• [提供資料]
------------------------------------------------

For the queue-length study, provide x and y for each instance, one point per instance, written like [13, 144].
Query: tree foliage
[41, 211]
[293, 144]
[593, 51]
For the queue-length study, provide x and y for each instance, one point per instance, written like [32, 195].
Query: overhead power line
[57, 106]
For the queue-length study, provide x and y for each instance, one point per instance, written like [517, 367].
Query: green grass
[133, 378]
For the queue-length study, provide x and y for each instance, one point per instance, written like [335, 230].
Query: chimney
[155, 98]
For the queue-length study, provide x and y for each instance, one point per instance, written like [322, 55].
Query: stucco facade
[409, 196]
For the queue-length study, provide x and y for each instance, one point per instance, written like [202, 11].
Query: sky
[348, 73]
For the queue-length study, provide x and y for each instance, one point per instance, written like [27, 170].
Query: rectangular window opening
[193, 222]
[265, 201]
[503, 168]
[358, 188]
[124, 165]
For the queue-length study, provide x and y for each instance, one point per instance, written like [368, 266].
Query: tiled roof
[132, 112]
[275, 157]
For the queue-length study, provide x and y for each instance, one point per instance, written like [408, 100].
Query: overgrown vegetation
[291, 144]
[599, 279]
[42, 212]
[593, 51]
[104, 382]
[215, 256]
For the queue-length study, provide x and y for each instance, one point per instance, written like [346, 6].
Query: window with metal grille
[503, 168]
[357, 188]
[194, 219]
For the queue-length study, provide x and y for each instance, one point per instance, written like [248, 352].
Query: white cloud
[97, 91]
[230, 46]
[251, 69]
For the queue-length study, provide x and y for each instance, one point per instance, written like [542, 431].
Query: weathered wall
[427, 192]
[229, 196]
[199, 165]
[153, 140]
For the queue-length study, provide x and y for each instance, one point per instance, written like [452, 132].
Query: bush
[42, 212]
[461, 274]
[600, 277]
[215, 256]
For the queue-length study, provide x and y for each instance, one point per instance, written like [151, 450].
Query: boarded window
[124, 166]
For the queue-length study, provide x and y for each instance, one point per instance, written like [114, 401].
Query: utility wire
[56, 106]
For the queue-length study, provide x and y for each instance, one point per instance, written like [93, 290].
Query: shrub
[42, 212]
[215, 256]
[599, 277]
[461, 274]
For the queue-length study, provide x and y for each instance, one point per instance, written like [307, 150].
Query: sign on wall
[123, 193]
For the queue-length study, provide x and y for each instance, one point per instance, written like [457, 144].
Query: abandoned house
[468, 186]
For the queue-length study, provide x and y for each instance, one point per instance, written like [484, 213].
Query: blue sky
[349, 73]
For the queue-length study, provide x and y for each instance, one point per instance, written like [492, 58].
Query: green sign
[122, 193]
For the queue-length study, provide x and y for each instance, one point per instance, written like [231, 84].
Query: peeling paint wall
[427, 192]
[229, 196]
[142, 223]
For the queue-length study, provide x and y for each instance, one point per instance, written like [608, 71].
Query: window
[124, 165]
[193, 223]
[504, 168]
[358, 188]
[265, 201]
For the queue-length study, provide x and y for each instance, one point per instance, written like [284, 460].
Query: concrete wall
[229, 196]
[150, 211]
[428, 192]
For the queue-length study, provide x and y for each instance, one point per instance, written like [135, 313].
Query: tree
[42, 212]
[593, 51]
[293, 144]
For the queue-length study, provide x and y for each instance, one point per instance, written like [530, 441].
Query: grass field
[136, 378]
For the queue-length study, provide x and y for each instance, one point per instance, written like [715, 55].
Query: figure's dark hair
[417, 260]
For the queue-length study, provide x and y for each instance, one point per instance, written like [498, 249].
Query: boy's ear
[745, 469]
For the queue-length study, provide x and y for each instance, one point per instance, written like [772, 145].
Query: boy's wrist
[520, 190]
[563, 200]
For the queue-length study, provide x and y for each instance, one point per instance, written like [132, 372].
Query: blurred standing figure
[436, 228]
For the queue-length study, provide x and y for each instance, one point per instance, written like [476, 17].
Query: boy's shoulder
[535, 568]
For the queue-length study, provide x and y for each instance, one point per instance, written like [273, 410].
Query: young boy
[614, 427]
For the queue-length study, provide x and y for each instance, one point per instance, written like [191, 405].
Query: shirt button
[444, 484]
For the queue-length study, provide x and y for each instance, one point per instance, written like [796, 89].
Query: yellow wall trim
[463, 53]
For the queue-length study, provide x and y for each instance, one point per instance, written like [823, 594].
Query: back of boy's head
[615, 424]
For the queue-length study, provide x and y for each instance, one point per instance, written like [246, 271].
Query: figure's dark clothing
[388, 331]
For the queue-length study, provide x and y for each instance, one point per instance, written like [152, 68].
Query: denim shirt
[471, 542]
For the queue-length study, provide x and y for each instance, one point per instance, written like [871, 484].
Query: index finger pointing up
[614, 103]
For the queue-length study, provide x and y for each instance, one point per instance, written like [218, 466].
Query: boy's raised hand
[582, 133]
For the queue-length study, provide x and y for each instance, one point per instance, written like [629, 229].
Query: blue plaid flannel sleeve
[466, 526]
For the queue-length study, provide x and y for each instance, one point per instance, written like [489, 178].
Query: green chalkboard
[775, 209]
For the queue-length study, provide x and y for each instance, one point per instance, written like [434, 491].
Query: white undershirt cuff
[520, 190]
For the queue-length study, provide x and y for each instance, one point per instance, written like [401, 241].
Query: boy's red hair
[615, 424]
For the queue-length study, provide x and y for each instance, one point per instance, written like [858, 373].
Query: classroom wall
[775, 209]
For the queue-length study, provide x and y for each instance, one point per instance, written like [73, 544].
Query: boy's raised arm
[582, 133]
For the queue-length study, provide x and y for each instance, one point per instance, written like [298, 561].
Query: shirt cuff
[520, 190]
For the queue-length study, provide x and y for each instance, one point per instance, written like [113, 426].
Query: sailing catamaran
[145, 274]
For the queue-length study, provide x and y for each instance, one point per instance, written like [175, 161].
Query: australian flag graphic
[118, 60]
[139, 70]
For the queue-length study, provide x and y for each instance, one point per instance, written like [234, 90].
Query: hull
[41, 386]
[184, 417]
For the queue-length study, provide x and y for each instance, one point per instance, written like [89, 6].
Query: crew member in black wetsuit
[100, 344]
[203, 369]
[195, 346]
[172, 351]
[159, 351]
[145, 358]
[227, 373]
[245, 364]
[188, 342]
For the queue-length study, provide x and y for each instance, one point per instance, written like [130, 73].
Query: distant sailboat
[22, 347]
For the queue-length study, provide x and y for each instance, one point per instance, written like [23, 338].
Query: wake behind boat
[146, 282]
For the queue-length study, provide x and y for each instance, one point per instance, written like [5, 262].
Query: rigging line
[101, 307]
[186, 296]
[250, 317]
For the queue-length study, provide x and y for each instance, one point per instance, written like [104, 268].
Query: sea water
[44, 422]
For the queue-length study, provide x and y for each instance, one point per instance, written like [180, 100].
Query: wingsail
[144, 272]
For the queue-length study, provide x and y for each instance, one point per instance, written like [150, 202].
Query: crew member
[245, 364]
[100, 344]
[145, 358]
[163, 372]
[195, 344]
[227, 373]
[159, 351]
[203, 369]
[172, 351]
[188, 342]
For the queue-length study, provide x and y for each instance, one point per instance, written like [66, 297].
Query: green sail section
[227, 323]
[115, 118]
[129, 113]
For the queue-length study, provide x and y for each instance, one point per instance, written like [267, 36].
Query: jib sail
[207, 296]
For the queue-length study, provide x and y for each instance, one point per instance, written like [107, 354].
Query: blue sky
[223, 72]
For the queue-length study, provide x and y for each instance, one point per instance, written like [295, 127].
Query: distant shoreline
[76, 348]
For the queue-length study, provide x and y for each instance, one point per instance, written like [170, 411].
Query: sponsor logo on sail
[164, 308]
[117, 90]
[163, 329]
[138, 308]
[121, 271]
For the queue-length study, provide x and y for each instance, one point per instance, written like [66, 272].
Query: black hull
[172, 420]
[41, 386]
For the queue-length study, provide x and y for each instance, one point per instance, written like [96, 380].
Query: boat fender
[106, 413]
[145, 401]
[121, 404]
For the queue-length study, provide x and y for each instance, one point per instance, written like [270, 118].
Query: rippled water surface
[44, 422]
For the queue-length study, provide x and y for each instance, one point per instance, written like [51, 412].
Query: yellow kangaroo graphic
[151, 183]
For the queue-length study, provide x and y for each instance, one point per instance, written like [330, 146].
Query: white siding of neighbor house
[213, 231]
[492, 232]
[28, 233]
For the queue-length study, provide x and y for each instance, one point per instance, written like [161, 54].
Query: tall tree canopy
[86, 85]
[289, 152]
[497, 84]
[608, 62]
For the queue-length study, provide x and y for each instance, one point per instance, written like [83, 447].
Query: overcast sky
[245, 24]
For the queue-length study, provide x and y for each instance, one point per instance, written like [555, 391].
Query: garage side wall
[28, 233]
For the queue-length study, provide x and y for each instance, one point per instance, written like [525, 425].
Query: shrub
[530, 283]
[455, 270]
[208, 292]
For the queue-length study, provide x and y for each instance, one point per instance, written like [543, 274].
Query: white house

------------------------------------------------

• [目標]
「like [161, 54].」を含む行から記録の最後までの部分を、空行を除いた番号付きリストに変えてもらえますか。

• [回答]
1. For the queue-length study, provide x and y for each instance, one point per instance, written like [161, 54].
2. Query: tall tree canopy
3. [86, 85]
4. [289, 152]
5. [497, 84]
6. [608, 62]
7. For the queue-length study, provide x and y for each instance, one point per instance, written like [83, 447].
8. Query: overcast sky
9. [245, 24]
10. For the queue-length study, provide x and y for each instance, one point per instance, written like [555, 391].
11. Query: garage side wall
12. [28, 233]
13. For the queue-length study, provide x and y for each instance, one point per instance, written like [525, 425].
14. Query: shrub
15. [530, 283]
16. [455, 270]
17. [208, 292]
18. For the queue-length study, provide x and y for each instance, one point per instance, written like [543, 274].
19. Query: white house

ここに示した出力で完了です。